Start of Source text
Machine learning and ITSM
With AI solutions for ITSM you are most likely to come across supervised learning. You will need an existing dataset that will train the solution, and which will be used to base future decisions on.
Your repository of incidents, requests, and cases are ideal for this. The machine learning solution can inspect your incident database and start to build a learned model to answer questions like:
- What category should be applied to this incident?
- Which assignment group should handle this incident?
The machine learning solution will read the existing incidents and start to understand the language used by the customer that submitted it. By reading the incident description (or opening notes) and understanding the category and assignment group that was manually assigned by the human operator, it can develop the intelligence to automate that choice in the future.
This processing is complicated and requires a lot of computing power. Plus, the incident description (or opening notes) needs a lot of cleaning up before we can make quality decisions from it. For instance:
- Misspelt words corrected
- “Noise words” removed (e.g. “at,” “the,” and “and”)
- Words stemmed (i.e. the words “fishing,” “fished,” and “fisher” all resolve to the word “fish”)
- Similes created (the words “canine,” “hound,” and “mutt” can all resolve to “dog”)
- Words processed, but then additionally process groups of words
Supervised machine learning requires an extensive learning set, often containing as many as 35,000 labeled examples of incident records. And building a model from that data could take more than 12 hours on dedicated high-performance computing hardware.
The benefits of machine learning for ITSM
So, this can be an expensive solution, both in terms of solution software and in the technical effort in creating the model. But the results can deliver great value. Any new incidents that are submitted can be automatically given a category and assignment group that will be statistically correct, based on historical assignment of “like” incidents. And this is done instantly with zero human interaction.
The machine is taking care of an arduous, repetitive task that is critical to the success of the service experience. If we don’t correctly apply the category and assignment group, then the incident won’t be treated correctly, and resolution times will be prolonged.
The machine will have the experience of at least 35,000 previous examples of incidents with which to make a decision about these important attributes, it will make that decision for every single incoming task in a fraction of a second, and with a predictable level of quality.
Of course, this isn’t an AI robot that can help guide you through the whole incident lifecycle – at the moment this is science fiction. But it’s machine learning applied to a narrow use case that provides value with a reasonable simple-to-understand solution.
Who does machine learning impact?
ITSM machine learning will automate the designation of category and assignment group, freeing up the human operator to do more important work. Who will benefit from this change?
End of Source text
Start of Dataset extract
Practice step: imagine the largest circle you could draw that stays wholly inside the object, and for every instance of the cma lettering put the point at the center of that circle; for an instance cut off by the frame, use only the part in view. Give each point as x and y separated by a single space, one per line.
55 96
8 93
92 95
End of Dataset extract
Goals.
(a) Render this sentence from the text on machine learning and ITSM into Spanish: "The machine is taking care of an arduous, repetitive task that is critical to the success of the service experience."
(b) Print the stretch of the ITSM text from "The benefits of" through "zero human interaction." without changing a character.
The lines were taken from a separate source.

Solutions for each task.
(a) La máquina se encarga de una tarea ardua y repetitiva que es fundamental para el éxito de la experiencia del servicio.

(b)
The benefits of machine learning for ITSM
So, this can be an expensive solution, both in terms of solution software and in the technical effort in creating the model. But the results can deliver great value. Any new incidents that are submitted can be automatically given a category and assignment group that will be statistically correct, based on historical assignment of “like” incidents. And this is done instantly with zero human interaction.